DOCUMENT EXCERPT –
+ + +
Out of curiousity, what would those reasons be? Because IMO, if I thought that my child were kidnapped, there's no way I wouldn't answer the other line.

If he had caller ID and recognized the number and knew it didn't relate to the case, that would be a reason for not answering a beep.
 
Does anyone here have any reason to say the Aisenbergs were guilty, besides their allegedly weird behavior after her disappearance? Is there any EVIDENCE against them at all?
 
Not that I could find. The tapes turned out to be pathetic. There's circumstancial stuff...i.e. reactions, story changes, etc. I will remain on the fence with this one...it's not as ugly or convulted as the McCann case or JBR (and where people still find the energy to debate THAT one baffles me!) but it's just....a case where a child is missing, there's nothing that proves either theory either way, and people want a perp so badly that investigations get bungled.
 
it's just....a case where a child is missing, there's nothing that proves either theory either way, and people want a perp so badly that investigations get bungled.

And that's the sad part. A child is missing and the investigation was so badly mishandled that any chance they had of finding her is long gone. Too many people wanted to point fingers and the waters got muddied.

I'm on the fence too. I lean heavily toward her parents not being involved, but we simply don't know either way.
 
http://www.tampabay.com/news/courts/article739814.ece

There have been updates in the case, they are looking at someone else and he was friends with Willie Crane (Amanda Brown case) OMG.:eek::eek::eek:

I never realized that Amanda Brown disapeared just 10 months after Sabrina Aisenberg did. I really think there is more of a connection between this Scott guy they are looking at and Willie Crane then they are saying. JMO.
 
http://www.tampabay.com/news/courts/article739814.ece

There have been updates in the case, they are looking at someone else and he was friends with Willie Crane (Amanda Brown case) OMG.:eek::eek::eek:

I never realized that Amanda Brown disapeared just 10 months after Sabrina Aisenberg did. I really think there is more of a connection between this Scott guy they are looking at and Willie Crane then they are saying. JMO.

Yes, I woke to hearing this news and read the article. But I'm not seeing a motive for why this guy would take Sabrina. She was a baby so sexual motivation would be rather low.

I'm sure there is more to it than LE is saying though. They have been tracking him for a reason. So they must have pretty good reasons as to why he would be a suspect.

The only connection they give to Willie Craine is boating. I don't take much stock in that at face value. Unless, again, there is more to it than what is being said.

My Husband manages a Marina. He knows all the local boaters. From the shrimpers to the yacht owners. And everyone in between.

LE seems to think that Scott bought the boat from the Aisenbergs. But neighbors can't recall them ever owning one.

This case remains one of our biggest, local mysteries and I so hope that it can be solved some day.
 
Cohen has a history of bad blood with the Sheriff’s Office over the Aisenberg case. I can't believe that this true.

Cohen’s take?
“It’s called confabulation,” he said. “It’s putting facts in the story to make it fit.” He says the Aisenbergs never owned a boat.
Friday evening at the Pinellas County Jail, where he is being held on unrelated federal charges, Overbeck, 44, told Cohen he played no role in the baby’s disappearance, Cohen said. Overbeck said he had followed the Aisenberg case when it first broke. As years passed without any answers regarding Sabrina’s whereabouts, Overbeck said he began to wonder if a boat he had purchased without official paperwork from a woman in Valrico the week before the baby vanished might have played a role in the case.
The boat seemed like it had gotten an overhaul, Overbeck told Cohen. And he thought it had space enough at the front to hide a baby’s body.
“Just a hunch,” he said in his statement. “There’s no fact to it.” Overbeck said he mentioned the possibility once to Tranquillo, Cohen’s investigator. “He told me I was crazy,” Overbeck recalled.
 
He bought a boat with the body in it....instead of reporting he chops it up and puts it into the bay? This dosn't make sense. I hate to say it but none of this story makes sense.
+ + +
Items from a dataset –

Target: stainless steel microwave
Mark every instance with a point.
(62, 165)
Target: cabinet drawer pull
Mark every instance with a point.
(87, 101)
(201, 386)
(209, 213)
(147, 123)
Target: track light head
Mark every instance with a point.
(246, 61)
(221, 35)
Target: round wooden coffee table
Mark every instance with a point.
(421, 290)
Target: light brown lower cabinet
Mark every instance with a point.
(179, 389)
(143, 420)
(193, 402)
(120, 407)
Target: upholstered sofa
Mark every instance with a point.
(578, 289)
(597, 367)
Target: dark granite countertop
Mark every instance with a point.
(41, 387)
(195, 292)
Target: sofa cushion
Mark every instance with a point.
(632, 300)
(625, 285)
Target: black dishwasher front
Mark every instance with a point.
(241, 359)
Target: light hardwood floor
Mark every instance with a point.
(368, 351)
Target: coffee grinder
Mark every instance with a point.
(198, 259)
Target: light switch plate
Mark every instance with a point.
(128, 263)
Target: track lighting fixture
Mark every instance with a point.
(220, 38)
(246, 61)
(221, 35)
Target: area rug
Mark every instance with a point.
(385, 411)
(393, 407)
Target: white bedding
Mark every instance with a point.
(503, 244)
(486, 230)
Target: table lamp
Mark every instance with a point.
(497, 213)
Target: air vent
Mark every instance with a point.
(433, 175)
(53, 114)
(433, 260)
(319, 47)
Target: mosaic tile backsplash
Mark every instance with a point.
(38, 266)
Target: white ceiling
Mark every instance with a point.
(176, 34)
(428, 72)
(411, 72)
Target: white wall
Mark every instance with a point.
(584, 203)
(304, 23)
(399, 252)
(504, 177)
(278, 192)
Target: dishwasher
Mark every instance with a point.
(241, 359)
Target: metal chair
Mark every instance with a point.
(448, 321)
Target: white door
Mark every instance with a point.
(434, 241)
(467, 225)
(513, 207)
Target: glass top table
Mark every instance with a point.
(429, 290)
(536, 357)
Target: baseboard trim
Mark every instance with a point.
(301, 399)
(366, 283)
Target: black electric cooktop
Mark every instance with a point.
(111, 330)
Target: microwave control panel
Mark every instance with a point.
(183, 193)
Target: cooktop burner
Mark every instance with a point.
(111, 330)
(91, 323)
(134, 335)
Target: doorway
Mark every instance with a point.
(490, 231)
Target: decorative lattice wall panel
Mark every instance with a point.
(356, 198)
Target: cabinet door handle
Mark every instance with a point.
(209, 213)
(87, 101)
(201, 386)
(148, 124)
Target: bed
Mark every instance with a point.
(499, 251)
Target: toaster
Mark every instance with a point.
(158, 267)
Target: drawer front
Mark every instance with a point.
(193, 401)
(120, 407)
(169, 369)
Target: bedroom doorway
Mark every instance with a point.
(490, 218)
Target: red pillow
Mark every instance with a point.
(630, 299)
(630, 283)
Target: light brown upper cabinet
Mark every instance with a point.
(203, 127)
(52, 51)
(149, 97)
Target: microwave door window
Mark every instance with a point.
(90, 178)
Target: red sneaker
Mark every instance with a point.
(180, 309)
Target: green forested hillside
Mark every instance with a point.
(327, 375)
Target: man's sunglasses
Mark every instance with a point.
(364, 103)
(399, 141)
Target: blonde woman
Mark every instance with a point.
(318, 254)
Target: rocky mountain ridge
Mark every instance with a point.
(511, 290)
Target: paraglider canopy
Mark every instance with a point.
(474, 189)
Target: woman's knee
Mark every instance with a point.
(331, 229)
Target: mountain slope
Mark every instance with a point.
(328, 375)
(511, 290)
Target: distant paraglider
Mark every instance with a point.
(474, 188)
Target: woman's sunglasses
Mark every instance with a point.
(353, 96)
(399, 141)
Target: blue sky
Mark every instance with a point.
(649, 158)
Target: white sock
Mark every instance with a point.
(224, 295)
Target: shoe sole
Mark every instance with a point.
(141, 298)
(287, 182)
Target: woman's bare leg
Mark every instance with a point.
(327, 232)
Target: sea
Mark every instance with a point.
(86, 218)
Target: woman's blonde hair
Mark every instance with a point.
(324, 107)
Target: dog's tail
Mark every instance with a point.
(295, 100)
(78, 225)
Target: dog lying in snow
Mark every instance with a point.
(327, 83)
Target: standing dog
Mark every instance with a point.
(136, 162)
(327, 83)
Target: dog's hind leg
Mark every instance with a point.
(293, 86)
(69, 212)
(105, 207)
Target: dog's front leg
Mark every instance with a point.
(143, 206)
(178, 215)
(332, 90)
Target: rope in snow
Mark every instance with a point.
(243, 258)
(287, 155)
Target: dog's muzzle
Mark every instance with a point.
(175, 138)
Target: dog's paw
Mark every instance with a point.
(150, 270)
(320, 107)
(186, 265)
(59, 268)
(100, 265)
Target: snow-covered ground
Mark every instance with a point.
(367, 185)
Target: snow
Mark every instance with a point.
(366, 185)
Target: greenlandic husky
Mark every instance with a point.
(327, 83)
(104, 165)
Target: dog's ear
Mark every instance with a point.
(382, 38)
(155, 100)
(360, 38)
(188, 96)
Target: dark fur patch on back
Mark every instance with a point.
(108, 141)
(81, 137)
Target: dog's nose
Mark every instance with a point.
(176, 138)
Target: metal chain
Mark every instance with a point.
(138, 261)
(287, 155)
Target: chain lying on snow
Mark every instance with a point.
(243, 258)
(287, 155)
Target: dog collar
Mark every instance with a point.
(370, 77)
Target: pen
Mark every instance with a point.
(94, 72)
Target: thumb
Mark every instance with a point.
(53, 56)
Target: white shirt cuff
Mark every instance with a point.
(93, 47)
+ + +
WHAT IS NEEDED – Repeat word for word the part of the Aisenberg case thread between "Yes, I woke" and "be rather low.", inclusive. Work from the Aisenberg case thread alone.

REPLY –
Yes, I woke to hearing this news and read the article. But I'm not seeing a motive for why this guy would take Sabrina. She was a baby so sexual motivation would be rather low.